Exercise description
Answer these questions from the text on Adrienne Rich:
1. In which city was Rich born?
2. For which book did she win the 1974 National Book Award?
3. What honor did she turn down in 1997?

Document excerpt
Poet and essayist Adrienne Rich was born in Baltimore on this date in 1929. She completed her first book of poetry in her last year of college and began receiving what would be a slew of prominent achievement awards throughout her life. Rich married in 1953 and had three sons during that decade. The radical 1960s swept her up in civil rights, anti-war, and feminist activism, and her writing became a source of insight, challenge and inspiration for a generation in motion. Rich’s marriage dissolved in 1970 and she came out as a lesbian in the middle of the decade. As the winner of the 1974 National Book Award (for Diving into the Wreck), Rich was by then one of the most widely read poets in the country, so her writings on lesbian identity were not only groundbreaking and powerful but highly influential — and their impact was heightened by her public activism. In 1980 she joined New Jewish Agenda; in 1982, she published “Split at the Root: An Essay on Jewish Identity.” (Rich has been a life subscriber to Jewish Currents magazine, which sponsors Jewdayo, for more than three decades. She has also translated poems by Yiddish poets Kadya Molodowsky and Celia Dropkin.) In 1997, Rich rejected the National Medal of Arts (proffered by President Clinton) in protest of how, as she wrote in the Los Angeles Times, “both major parties have displayed a crude affinity for the interests of corporate power while deserting the majority of the people, especially the most vulnerable.”

Listed records

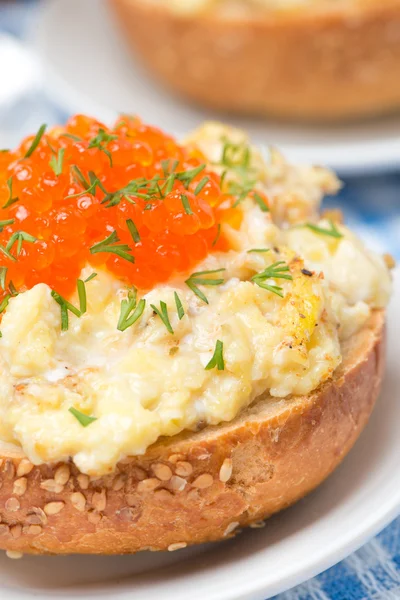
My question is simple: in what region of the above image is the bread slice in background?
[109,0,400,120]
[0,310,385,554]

--

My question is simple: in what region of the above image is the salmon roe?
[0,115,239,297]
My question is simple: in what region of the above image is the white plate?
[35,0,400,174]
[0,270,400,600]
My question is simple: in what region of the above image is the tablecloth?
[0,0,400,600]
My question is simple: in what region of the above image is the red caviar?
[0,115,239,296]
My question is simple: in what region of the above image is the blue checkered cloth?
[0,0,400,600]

---

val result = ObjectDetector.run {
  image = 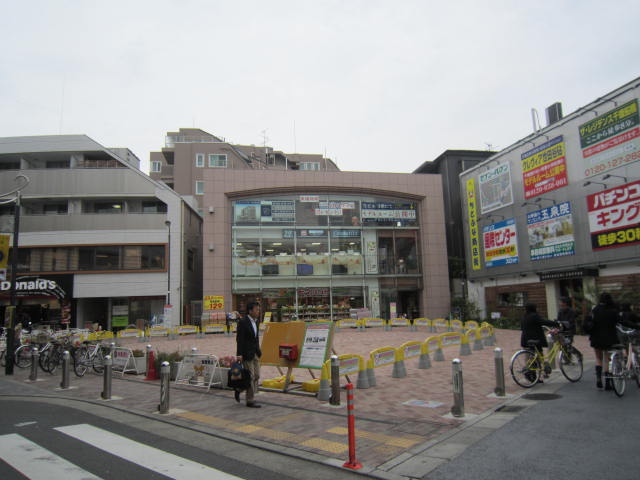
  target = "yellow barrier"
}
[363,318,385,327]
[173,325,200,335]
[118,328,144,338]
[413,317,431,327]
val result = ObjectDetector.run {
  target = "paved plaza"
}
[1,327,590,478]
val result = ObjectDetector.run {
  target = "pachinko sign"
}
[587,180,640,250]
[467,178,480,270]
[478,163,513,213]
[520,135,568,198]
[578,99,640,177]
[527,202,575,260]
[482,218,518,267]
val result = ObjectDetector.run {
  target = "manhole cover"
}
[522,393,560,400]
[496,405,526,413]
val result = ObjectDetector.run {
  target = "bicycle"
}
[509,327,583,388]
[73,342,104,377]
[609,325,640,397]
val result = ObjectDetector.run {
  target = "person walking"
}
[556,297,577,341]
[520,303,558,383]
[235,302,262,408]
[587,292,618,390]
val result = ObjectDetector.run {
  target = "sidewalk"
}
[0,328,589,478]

Solved exercise
1. Baltimore
2. Diving into the Wreck
3. The National Medal of Arts